# Your goal
How many lines in the records below contain the string "football"? Treat the match as case-sensitive and reply with the number alone.

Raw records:
* begin *

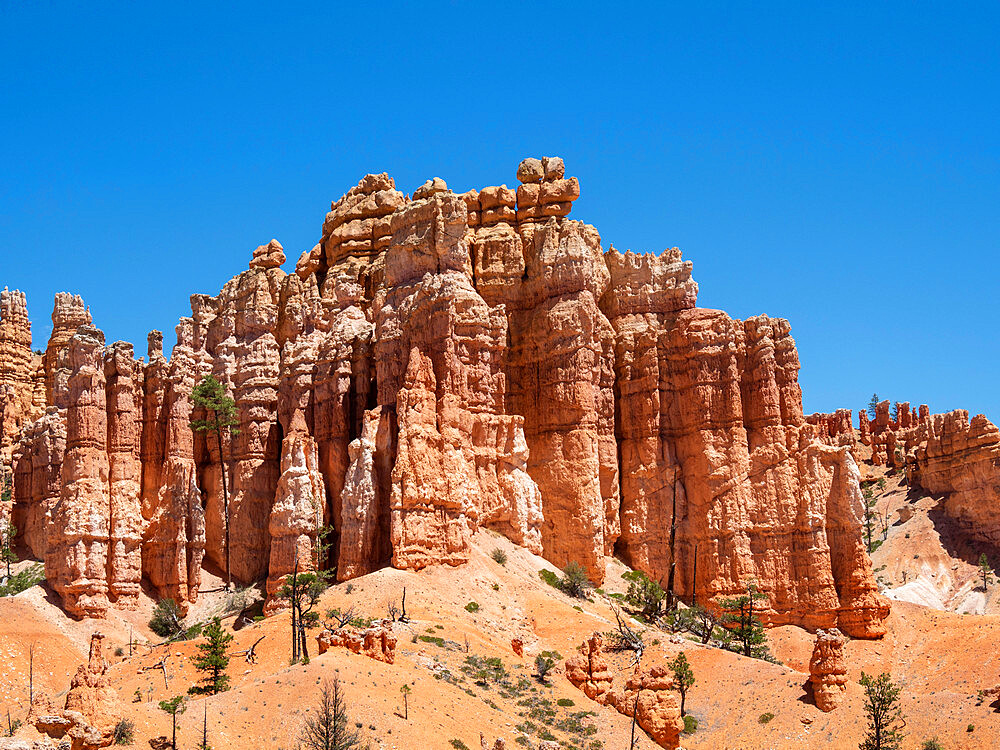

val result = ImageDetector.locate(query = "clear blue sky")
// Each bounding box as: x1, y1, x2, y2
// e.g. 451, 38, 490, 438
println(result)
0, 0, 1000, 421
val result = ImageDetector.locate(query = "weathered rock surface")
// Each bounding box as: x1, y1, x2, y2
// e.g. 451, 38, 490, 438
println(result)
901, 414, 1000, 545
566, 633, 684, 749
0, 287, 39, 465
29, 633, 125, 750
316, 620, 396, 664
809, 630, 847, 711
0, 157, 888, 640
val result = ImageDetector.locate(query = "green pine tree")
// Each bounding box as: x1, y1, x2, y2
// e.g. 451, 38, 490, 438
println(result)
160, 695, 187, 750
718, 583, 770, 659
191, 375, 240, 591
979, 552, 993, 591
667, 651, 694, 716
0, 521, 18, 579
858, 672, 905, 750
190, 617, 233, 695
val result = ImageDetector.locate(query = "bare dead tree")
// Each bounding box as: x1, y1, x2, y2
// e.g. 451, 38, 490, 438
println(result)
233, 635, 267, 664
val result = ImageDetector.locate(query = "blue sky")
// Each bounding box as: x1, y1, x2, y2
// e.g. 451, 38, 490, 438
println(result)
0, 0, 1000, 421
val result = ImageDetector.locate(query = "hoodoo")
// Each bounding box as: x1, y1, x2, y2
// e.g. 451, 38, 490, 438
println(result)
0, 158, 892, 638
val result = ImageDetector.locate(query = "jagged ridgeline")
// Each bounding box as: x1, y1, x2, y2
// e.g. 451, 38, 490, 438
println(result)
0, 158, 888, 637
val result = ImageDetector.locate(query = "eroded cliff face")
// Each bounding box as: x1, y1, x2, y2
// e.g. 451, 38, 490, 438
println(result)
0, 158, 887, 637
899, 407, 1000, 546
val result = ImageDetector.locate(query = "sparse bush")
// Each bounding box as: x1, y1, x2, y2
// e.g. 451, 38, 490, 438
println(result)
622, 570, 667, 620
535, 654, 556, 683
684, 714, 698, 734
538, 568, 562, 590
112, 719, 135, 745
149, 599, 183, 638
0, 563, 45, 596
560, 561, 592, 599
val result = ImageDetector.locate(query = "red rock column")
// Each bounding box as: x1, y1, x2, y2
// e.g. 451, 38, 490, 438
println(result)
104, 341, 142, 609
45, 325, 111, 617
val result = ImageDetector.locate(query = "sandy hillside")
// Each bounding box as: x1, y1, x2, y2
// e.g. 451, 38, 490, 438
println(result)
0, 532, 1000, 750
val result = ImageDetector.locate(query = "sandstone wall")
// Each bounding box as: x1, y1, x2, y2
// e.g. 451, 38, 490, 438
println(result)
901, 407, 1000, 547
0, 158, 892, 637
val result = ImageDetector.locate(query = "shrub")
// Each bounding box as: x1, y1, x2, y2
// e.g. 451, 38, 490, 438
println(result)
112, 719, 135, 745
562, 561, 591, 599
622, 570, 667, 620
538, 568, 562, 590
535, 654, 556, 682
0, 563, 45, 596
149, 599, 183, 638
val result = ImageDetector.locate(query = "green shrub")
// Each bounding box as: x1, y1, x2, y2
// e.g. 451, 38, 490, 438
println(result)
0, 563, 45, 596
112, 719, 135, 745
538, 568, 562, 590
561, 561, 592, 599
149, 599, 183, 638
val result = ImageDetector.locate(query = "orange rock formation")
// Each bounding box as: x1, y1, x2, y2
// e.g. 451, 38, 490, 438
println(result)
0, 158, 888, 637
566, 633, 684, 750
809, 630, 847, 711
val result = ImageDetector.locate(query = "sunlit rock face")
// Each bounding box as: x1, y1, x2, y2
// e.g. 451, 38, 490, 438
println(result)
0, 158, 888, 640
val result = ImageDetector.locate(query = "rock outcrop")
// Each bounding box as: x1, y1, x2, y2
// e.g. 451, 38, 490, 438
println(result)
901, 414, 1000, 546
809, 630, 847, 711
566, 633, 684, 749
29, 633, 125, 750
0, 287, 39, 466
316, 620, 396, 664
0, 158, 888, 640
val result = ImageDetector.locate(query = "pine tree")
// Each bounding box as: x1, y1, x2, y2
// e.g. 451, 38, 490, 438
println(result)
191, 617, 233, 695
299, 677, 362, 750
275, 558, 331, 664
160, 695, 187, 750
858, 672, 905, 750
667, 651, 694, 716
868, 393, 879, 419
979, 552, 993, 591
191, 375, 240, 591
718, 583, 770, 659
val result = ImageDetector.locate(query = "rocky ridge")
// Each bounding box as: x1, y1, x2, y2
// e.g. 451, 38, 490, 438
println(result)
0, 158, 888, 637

* end *
* begin *

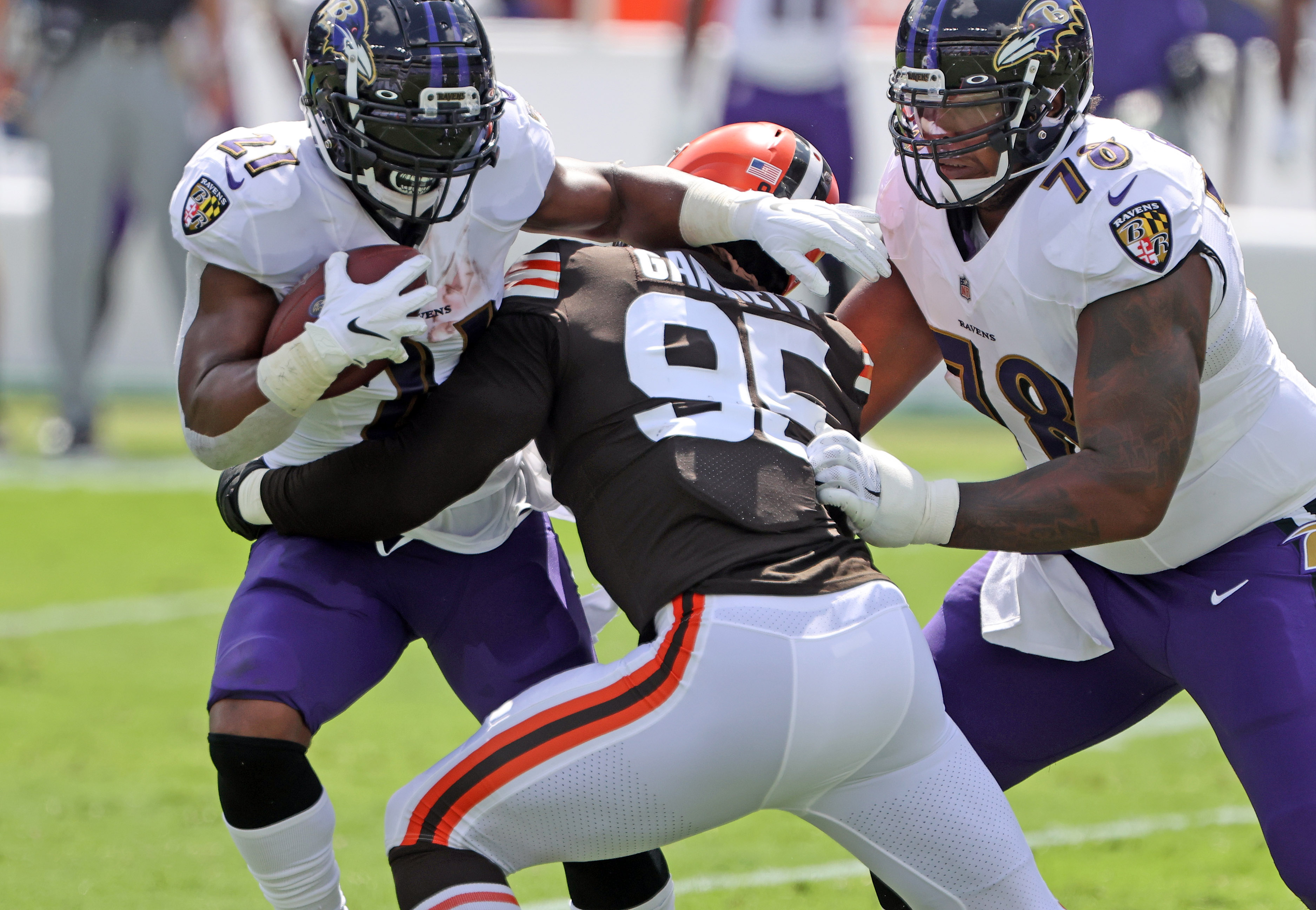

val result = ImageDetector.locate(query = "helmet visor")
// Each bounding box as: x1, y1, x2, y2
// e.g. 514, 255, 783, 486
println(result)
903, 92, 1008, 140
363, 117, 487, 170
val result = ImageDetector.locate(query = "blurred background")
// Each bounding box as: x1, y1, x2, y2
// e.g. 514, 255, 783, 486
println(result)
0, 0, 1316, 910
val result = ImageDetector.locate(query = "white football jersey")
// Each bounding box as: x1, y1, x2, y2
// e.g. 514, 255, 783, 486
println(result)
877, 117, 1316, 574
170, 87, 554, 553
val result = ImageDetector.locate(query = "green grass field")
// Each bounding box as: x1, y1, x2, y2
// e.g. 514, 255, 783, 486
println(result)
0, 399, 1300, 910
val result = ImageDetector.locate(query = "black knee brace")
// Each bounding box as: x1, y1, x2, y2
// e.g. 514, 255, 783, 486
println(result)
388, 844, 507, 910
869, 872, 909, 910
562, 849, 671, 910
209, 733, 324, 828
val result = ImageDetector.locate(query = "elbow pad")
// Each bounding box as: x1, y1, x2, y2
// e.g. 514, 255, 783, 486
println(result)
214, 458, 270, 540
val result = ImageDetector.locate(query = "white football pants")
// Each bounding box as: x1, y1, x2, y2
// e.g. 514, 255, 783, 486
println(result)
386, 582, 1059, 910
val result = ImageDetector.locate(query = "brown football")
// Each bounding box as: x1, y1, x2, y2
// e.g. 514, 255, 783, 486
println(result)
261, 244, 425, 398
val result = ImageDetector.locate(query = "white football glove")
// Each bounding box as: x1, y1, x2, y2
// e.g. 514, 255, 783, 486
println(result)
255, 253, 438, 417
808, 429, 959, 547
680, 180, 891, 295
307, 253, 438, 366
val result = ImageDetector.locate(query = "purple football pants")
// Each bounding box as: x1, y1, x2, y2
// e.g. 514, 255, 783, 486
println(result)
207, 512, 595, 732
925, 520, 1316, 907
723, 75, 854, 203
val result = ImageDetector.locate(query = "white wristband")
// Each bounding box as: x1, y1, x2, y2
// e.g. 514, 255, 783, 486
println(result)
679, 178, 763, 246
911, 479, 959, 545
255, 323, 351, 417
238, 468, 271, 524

* end *

# Answer for the task
5